[START OF GIVEN TEXT]

Back from the Digital Storytelling Symposium

Héctor and I spent a very worthwhile (and full!) day down at Williams College yesterday with Joe Lambert and Emily Paulos and some twenty digital storytelling advocates/practitioners/visionaries from around the Northeast. In the two years since we brought Joe and Emily to Middlebury and CET, the movement has clearly exploded into a worldwide phenomenon with significant projects in eight countries (even infiltrating the House of Commons), and just about every state. Project sites to explore include Waag in Amsterdam and Streaming Stories. Schools, community groups, museums, businesses–you name it, they’re making digital stories. Hats off to our two indefatiguable stars.

Héctor has blogged the details of the day over on his blog, so check his out for a more complete view.

Some reflections on the day:

Joe’s recent project in Italy centers on a changing community and cultural displacement–how can cultural memory be developed through stories of the survivors of WWII, who were in the village when it was liberated. Pretty powerful story he showed us.

Digital Storytelling at Williams: Joe and Emily have now offered at least three workshops at Williams, training some 10% of the faculty! IT has invested in the stories to help faculty become comfortable with technology, to “bring them into the building.” Faculty are using DS in a variety of ways: for research and in classes, for community building and as part of a 10-week summer project process with students. I didn’t hear about many specific projects incorporating DS into the classroom, but it sounds as though it’s happening. Someone mentioned Primo Levy’s article, “Carbon” as a fabulous entry into storytelling in the sciences. I will check it out.

Tash Freidus of Creative Narrations in Boston and Vanessa Pabon spoke about their work with an inspired group of community activists in the north end of Springfield, Massachusettts. Not only did the community leaders make their own digital stories and go out into the community as DS trainers, they made a group digital story about what digital storytelling has brought to their work, themselves and the community they serve. A terrific use of digital storytelling as a means of leadership training. Something for Orton to consider. Tasha’s next project will be with adult/education– voter education groups across the country.

She’s also one of the designers of the Storylink software , a user-generated, non-hierarchical package that allows communities to drive the site with options to reflect, to search, to add stories, to discuss…It will be launched on September 1.

[END OF GIVEN TEXT]
[START OF DATA ENTRIES]

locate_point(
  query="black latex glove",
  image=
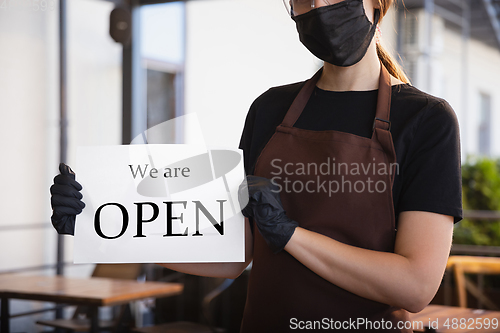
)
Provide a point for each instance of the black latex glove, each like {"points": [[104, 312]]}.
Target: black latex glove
{"points": [[264, 206], [65, 200]]}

[END OF DATA ENTRIES]

_WHAT IS REQUIRED_:
Extend the blog post about the digital storytelling symposium above, picking up right after its final sentence.

_TASK RESPONSE_:
Noah Hendler is working on a tool (Totem) to democratize the process of creating digital stories (of a sort), archiving and interviewing. While working on stories in geriatric wards, he saw the real need for an easy-to-use tool to videotape, record and archive the stories of our elders as a valuable process for them and as an essential component our cultural memory. The tool, to be launched this summer, looks very promising. We’re going to stay in touch with him and his work. It was heartening to see these two software demos created by forward-looking humanists trying to make sure the Web and its opportunities stay accessible to all. Now if we can get everyone to see the beauty of adding a blog to these tools!

Hilary McClellan,who teaches elearning distance courses at Empire State and the University of Washington and is also the conpiler of the DSA site list, talked a bit about her experiences teaching digital storytelling online. She told a remarkable story of one student who was working on her story as a drive-by shooting occurred outside her window, and veered into that bizarre moment in her story, incorporating streaming media from local news sources to extend and contextualize her own piece. Very interesting.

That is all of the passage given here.